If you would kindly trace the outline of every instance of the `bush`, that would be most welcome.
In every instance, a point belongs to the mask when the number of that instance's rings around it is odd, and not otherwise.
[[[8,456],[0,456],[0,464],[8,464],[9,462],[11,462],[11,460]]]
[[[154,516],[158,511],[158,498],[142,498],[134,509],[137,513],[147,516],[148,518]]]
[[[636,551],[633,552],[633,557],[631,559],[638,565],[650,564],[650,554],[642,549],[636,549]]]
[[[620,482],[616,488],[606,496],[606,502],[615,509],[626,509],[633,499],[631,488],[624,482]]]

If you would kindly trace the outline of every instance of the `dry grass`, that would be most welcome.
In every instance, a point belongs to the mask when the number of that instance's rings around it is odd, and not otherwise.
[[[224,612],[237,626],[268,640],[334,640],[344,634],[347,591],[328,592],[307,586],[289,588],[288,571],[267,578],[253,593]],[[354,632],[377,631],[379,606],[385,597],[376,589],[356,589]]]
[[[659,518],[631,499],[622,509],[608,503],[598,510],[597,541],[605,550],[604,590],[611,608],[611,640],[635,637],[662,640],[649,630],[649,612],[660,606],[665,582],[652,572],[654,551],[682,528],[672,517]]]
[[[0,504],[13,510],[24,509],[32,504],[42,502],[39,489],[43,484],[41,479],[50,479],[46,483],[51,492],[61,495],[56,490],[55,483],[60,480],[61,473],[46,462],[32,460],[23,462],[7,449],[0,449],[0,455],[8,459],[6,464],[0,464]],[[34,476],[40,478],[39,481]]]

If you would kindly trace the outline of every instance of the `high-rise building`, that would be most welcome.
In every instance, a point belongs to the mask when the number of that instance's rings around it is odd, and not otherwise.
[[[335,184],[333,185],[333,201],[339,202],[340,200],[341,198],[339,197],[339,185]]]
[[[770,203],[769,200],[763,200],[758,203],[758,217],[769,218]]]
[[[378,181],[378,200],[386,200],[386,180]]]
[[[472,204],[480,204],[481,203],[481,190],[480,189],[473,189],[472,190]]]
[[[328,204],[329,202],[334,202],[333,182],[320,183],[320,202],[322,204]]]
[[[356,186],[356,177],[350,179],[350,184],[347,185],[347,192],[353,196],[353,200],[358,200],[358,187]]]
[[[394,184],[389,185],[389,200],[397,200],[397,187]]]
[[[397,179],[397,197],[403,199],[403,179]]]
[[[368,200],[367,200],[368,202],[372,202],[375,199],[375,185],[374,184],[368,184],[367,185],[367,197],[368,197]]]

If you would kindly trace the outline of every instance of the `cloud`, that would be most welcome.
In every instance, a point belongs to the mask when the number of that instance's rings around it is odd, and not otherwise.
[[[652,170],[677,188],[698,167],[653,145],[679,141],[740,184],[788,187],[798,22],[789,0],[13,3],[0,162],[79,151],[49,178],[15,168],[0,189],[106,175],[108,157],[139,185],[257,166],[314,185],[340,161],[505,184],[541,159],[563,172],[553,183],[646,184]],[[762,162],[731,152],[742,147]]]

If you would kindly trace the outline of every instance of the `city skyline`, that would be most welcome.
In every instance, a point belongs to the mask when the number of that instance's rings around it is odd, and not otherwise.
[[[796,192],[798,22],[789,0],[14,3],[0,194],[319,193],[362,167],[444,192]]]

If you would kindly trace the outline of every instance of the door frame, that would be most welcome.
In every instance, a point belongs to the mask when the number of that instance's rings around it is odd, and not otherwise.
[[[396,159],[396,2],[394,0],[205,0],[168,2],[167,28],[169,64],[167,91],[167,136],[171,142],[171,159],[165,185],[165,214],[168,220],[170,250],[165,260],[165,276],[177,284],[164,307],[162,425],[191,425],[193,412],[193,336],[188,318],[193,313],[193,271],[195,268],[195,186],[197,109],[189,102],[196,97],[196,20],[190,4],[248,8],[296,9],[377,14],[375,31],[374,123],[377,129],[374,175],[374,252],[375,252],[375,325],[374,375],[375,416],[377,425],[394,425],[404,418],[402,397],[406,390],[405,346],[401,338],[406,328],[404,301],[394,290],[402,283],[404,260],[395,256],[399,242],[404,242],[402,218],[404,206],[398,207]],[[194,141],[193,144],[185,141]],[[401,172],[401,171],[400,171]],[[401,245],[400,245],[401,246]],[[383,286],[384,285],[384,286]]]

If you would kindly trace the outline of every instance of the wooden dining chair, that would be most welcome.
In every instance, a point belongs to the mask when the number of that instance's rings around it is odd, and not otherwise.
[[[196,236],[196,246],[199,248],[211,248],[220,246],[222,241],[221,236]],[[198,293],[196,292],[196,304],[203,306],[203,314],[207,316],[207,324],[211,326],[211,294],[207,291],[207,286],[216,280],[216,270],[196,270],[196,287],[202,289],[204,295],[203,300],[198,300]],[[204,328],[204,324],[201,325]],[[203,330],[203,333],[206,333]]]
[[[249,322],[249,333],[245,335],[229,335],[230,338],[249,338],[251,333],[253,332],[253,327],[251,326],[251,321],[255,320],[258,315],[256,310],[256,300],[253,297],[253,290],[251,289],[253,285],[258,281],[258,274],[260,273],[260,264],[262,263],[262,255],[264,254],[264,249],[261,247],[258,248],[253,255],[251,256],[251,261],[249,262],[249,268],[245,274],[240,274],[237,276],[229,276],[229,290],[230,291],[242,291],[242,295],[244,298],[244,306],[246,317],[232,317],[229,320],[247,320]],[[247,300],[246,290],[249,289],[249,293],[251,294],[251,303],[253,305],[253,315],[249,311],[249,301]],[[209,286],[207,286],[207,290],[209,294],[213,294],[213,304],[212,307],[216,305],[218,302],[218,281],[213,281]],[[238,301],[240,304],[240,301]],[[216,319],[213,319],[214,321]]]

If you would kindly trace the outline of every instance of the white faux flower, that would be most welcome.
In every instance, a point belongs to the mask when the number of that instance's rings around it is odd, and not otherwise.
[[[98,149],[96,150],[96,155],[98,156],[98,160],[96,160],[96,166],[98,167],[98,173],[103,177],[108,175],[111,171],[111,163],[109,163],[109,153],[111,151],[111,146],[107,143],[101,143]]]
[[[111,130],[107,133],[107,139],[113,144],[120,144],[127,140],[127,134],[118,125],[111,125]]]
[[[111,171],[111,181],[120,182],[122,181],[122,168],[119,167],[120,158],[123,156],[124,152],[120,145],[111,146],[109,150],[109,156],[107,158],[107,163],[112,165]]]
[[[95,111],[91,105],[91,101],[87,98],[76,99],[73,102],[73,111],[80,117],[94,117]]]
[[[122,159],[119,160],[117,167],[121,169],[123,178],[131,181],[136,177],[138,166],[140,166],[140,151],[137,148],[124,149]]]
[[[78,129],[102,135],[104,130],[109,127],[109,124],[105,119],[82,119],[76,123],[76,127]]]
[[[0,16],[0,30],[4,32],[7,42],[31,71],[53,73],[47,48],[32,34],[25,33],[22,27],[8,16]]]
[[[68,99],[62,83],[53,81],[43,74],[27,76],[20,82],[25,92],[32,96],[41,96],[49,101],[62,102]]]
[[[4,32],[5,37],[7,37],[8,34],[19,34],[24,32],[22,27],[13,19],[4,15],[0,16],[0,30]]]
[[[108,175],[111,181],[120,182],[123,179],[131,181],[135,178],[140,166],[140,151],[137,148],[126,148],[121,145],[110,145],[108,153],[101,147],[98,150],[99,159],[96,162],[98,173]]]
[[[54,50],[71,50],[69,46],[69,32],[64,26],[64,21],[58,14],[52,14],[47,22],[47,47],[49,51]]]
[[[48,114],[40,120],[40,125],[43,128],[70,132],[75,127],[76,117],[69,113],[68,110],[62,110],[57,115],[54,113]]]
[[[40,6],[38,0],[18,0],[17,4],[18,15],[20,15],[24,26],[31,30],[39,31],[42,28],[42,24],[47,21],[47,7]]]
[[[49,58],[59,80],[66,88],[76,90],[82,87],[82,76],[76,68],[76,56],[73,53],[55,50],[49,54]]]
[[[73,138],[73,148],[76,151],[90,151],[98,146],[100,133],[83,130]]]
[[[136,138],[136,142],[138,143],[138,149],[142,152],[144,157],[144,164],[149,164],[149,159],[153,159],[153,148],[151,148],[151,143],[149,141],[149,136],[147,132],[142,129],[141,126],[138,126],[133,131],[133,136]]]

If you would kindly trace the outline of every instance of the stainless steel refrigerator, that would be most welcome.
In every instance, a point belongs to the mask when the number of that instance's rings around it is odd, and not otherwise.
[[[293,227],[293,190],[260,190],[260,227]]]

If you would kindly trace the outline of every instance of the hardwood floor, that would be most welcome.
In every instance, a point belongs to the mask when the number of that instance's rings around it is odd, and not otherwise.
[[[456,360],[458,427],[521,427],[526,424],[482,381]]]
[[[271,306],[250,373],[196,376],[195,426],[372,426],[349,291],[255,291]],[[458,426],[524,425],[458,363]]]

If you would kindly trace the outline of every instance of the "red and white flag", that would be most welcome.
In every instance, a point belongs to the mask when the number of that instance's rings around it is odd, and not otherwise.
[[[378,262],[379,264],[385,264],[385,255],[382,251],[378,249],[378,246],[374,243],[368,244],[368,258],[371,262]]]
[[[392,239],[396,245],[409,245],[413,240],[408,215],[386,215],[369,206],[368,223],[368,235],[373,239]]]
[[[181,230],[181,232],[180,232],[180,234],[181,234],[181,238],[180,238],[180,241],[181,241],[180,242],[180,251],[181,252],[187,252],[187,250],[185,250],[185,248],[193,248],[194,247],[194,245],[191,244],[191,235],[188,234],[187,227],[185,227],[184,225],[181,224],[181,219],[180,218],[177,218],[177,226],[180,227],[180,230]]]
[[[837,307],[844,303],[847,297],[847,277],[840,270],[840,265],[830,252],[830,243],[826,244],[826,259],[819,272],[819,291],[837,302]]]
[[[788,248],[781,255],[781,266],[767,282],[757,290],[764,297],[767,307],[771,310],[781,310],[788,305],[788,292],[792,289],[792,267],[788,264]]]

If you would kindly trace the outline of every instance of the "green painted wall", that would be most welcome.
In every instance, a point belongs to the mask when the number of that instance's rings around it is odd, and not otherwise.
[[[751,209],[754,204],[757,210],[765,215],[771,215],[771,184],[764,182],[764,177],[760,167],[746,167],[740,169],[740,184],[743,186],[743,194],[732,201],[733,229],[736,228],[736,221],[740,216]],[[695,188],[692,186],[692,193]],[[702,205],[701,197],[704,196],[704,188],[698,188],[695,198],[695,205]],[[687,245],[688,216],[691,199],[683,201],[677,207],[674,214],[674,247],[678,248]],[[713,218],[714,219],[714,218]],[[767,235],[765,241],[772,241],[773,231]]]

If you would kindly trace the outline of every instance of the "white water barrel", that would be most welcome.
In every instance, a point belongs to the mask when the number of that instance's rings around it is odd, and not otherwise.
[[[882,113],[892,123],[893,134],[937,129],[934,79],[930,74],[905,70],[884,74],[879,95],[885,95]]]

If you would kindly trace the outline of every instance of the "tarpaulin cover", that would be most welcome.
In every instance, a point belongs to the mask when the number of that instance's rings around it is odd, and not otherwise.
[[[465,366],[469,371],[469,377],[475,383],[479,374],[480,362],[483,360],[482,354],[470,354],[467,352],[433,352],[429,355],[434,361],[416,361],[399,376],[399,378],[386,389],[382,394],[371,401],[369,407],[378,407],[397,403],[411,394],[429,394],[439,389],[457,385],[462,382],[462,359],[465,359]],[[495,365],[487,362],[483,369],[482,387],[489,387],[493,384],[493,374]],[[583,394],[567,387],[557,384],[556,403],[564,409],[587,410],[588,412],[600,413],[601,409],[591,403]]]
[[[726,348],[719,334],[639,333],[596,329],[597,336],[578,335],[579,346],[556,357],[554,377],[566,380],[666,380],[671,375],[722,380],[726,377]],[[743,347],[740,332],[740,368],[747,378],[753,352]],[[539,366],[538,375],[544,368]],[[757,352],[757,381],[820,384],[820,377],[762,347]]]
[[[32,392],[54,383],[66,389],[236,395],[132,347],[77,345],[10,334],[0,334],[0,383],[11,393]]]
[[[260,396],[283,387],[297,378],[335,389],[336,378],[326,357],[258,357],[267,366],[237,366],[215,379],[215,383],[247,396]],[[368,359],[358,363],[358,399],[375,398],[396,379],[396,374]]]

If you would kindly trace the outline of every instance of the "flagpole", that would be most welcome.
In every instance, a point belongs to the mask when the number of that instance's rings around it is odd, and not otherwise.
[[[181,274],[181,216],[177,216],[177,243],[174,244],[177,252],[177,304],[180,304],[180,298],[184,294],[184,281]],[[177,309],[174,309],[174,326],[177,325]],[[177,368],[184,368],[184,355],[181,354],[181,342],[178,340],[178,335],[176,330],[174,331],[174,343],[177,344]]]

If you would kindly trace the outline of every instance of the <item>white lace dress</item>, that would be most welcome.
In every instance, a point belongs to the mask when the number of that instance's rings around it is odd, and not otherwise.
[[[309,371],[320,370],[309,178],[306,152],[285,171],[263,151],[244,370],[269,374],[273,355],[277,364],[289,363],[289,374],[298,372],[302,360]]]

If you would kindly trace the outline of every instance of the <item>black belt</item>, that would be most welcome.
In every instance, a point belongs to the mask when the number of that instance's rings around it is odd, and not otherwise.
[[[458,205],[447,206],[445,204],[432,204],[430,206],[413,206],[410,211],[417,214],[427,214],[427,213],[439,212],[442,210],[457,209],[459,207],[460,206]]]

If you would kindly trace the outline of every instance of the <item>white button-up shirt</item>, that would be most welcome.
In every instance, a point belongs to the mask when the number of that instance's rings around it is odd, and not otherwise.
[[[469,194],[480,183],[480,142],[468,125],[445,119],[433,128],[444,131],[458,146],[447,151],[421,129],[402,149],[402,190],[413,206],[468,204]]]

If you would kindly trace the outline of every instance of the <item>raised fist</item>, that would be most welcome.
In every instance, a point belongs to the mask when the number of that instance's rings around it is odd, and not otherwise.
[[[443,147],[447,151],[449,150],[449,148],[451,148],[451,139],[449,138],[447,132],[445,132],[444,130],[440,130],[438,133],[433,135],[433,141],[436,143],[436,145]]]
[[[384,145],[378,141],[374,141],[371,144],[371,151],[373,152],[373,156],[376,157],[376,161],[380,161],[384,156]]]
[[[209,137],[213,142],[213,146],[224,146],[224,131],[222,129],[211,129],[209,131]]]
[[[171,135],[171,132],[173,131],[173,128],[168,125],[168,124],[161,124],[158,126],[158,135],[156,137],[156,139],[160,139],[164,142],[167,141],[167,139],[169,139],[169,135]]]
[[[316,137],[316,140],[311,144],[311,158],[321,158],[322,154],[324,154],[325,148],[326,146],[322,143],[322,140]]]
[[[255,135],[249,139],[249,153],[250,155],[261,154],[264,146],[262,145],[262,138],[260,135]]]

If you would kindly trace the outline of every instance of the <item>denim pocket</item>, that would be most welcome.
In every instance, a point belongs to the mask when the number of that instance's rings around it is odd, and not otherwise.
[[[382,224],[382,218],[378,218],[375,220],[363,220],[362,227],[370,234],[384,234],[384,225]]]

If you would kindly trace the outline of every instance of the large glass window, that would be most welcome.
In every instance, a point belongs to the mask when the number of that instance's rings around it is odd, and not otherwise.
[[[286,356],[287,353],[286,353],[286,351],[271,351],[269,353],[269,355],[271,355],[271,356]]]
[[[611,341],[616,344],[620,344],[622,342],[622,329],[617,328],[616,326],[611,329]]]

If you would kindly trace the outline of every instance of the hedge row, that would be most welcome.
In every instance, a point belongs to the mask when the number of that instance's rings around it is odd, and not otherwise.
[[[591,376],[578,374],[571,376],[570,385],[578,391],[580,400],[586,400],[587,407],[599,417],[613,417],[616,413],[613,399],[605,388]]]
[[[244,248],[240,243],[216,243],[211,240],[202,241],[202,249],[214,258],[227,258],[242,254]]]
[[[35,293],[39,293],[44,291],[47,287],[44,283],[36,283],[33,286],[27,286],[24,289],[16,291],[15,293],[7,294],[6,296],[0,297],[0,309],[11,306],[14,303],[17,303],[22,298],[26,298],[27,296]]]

----

### [EXERCISE]
All lines of the records containing "white" should be shown.

### [ANSWER SPACE]
If you would kindly trace the outline of every instance of the white faux flower, that would be most welcome.
If you would kindly trace the outline of every instance of the "red and white flag", that would be most welcome.
If you would kindly trace the outline of every instance of the "white water barrel", that would be most welcome.
If you would kindly trace the outline of every instance of the <item>white lace dress</item>, that would be most welcome.
If you would kindly trace the outline of every instance of the <item>white button-up shirt</item>, that would be most welcome.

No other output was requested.